- [Task] Would you write out the lines from the one containing "Could you locate the tree in" to the end of the records below, exactly and in full, please?

▬▬▬

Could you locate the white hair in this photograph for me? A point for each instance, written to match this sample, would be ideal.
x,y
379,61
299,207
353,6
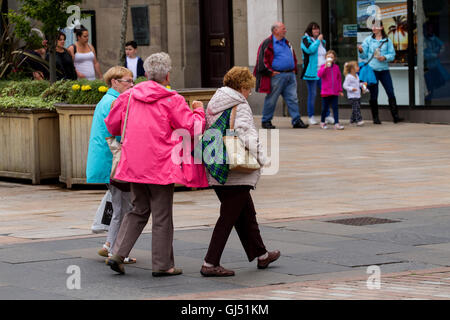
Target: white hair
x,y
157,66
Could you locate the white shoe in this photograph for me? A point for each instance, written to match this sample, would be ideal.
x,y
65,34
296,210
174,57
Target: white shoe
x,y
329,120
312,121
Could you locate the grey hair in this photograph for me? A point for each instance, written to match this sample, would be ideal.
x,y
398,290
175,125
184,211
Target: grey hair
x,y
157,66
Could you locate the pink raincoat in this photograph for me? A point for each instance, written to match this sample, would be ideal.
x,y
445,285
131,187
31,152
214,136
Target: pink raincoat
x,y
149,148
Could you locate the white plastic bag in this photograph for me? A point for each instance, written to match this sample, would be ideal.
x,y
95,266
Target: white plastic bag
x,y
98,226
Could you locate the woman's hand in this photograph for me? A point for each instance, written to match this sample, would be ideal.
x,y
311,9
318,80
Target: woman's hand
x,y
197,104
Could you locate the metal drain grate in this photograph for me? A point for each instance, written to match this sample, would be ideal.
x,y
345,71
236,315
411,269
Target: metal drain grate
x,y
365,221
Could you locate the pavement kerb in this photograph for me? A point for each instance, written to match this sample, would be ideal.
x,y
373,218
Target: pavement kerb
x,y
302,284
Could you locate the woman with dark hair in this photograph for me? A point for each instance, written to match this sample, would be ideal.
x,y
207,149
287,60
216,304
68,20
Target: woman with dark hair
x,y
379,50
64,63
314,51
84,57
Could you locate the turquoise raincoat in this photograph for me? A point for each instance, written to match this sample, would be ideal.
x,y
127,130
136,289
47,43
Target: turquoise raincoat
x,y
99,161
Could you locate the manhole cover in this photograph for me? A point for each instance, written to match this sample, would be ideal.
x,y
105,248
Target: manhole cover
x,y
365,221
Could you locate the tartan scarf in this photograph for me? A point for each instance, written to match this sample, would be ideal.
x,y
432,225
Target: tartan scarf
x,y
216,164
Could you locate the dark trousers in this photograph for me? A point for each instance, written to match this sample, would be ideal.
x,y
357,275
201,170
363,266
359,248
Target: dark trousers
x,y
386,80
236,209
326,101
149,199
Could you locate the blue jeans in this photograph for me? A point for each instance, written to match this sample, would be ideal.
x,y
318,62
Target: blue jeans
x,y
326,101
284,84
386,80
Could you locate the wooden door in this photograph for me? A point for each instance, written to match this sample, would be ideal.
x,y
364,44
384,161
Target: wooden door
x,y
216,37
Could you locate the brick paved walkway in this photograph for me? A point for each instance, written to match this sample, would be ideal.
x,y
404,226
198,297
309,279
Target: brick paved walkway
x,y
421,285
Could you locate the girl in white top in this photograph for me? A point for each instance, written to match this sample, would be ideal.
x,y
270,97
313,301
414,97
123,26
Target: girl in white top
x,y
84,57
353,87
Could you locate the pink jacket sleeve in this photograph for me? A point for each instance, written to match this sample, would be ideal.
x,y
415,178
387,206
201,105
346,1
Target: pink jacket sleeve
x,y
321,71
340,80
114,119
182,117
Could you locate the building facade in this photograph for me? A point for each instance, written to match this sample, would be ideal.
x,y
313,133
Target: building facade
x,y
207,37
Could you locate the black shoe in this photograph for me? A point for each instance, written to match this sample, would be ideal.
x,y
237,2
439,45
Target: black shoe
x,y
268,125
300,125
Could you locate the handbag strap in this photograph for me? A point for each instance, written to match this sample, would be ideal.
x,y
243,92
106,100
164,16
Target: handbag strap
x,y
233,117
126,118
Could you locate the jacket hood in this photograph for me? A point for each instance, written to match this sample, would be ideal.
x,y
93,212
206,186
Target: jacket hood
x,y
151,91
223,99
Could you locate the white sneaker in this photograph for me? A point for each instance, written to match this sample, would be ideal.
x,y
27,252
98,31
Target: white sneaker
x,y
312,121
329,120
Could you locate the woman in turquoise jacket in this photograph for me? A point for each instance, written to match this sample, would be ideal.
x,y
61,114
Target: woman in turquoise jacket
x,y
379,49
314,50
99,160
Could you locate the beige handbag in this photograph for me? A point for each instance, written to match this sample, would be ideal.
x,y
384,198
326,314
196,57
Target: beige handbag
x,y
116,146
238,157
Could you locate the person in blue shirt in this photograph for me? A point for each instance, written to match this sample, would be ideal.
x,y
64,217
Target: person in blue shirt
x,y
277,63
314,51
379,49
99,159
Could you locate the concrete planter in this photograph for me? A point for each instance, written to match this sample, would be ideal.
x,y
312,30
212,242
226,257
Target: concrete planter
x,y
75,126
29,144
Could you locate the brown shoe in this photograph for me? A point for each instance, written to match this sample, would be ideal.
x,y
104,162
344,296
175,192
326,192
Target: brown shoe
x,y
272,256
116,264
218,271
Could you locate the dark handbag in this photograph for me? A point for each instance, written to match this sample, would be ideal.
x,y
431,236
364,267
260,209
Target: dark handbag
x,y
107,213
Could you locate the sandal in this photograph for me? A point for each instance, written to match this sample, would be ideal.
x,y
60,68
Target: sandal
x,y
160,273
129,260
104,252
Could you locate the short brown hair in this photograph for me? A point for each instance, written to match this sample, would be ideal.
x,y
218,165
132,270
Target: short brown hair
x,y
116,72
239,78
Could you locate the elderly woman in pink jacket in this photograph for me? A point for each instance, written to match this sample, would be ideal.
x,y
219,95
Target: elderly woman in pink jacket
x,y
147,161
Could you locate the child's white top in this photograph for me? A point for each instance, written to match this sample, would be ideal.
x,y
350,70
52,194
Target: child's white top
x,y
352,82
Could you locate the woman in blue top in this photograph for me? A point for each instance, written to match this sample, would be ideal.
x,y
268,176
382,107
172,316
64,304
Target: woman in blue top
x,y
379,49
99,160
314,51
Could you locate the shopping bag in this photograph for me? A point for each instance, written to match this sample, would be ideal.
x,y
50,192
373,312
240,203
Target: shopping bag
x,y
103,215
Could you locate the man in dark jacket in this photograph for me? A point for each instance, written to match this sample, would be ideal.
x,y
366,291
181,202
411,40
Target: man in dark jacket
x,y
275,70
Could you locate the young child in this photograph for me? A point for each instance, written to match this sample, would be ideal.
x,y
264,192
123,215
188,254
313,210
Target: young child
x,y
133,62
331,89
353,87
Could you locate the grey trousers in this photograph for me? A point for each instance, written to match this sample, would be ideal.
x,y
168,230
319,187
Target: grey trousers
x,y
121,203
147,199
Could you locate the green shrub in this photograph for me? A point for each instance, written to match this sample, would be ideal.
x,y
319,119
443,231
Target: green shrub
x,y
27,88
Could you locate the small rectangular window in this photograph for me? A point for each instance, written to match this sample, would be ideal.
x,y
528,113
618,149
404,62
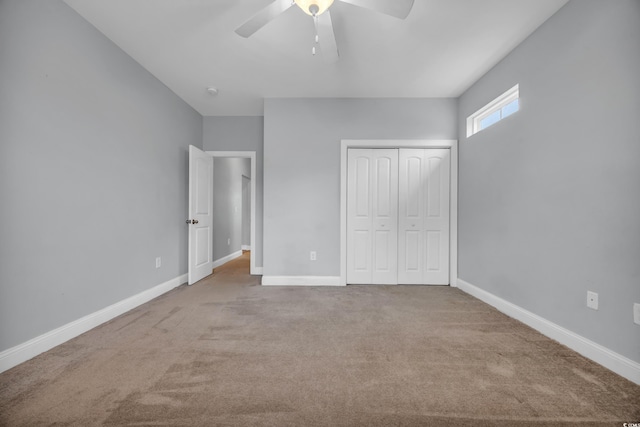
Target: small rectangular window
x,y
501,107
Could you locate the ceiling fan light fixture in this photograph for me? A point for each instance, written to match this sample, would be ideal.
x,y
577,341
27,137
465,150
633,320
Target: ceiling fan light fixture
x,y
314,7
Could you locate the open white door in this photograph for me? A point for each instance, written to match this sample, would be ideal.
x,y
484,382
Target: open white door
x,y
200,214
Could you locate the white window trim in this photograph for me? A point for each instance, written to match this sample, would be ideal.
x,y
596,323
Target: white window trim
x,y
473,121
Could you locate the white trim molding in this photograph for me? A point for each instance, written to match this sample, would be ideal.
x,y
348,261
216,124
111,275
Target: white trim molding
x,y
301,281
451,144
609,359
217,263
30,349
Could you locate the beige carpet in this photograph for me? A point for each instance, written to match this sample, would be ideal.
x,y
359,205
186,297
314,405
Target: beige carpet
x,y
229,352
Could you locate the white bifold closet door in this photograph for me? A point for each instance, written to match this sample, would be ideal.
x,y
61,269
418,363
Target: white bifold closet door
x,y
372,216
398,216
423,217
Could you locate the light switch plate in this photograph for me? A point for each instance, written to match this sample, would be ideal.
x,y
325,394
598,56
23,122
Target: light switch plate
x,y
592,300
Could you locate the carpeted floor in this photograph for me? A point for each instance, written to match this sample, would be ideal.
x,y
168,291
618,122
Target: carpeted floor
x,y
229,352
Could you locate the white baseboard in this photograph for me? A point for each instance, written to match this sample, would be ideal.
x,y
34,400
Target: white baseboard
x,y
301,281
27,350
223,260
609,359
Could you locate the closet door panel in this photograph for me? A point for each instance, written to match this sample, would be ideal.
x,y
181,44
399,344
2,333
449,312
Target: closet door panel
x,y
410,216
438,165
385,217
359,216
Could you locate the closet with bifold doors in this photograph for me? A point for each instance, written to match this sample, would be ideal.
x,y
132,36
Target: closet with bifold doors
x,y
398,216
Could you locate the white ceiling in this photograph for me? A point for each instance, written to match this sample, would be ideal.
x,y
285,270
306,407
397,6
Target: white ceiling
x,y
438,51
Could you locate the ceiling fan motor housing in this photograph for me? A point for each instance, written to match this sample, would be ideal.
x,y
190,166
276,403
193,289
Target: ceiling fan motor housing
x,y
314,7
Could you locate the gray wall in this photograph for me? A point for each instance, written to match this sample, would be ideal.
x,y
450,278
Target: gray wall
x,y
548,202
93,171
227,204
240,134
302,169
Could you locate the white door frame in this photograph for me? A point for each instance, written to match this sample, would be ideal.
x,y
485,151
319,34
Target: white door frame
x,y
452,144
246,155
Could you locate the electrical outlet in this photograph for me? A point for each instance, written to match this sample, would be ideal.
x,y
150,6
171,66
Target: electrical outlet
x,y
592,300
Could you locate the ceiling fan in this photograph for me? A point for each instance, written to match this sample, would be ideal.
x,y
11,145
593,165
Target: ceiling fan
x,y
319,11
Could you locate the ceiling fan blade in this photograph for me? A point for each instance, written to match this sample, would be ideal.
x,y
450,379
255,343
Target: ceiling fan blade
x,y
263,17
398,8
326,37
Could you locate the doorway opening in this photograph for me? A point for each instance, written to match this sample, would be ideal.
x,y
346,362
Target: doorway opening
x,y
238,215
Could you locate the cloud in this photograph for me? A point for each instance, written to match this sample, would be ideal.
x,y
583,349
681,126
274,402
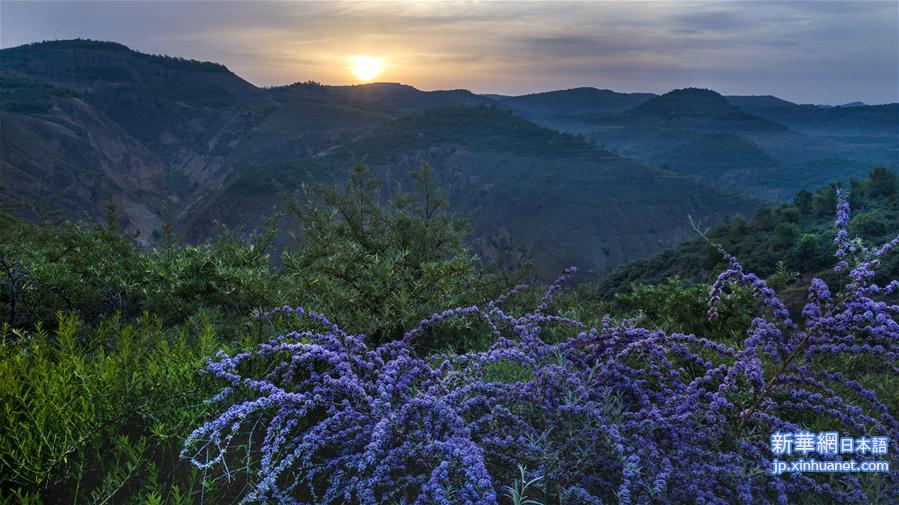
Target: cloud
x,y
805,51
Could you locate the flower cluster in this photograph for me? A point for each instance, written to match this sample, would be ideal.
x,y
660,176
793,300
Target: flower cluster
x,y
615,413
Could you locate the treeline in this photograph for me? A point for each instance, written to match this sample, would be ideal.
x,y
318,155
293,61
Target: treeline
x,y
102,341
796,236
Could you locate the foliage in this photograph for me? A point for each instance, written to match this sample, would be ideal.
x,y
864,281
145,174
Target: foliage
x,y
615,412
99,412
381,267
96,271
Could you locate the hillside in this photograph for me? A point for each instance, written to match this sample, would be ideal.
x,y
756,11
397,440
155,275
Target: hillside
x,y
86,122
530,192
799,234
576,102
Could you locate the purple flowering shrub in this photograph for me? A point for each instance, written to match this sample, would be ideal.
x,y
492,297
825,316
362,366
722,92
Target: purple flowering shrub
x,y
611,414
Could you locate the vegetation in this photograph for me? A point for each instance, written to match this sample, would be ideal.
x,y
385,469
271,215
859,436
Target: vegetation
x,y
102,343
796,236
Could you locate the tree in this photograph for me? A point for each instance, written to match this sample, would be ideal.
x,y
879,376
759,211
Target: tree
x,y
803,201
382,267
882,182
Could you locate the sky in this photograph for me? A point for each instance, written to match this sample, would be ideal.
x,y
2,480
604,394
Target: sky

▬▬▬

- [Response to this task]
Could you locate the tree in this photograph for me? A point for each instance, written to match this sample, would be ideal.
x,y
879,376
759,211
Target: tree
x,y
803,201
382,267
882,182
Could you locate the sky in this photograph for me? A point for each instance, written to match this sample, would be ideal.
x,y
2,480
604,394
Target: sky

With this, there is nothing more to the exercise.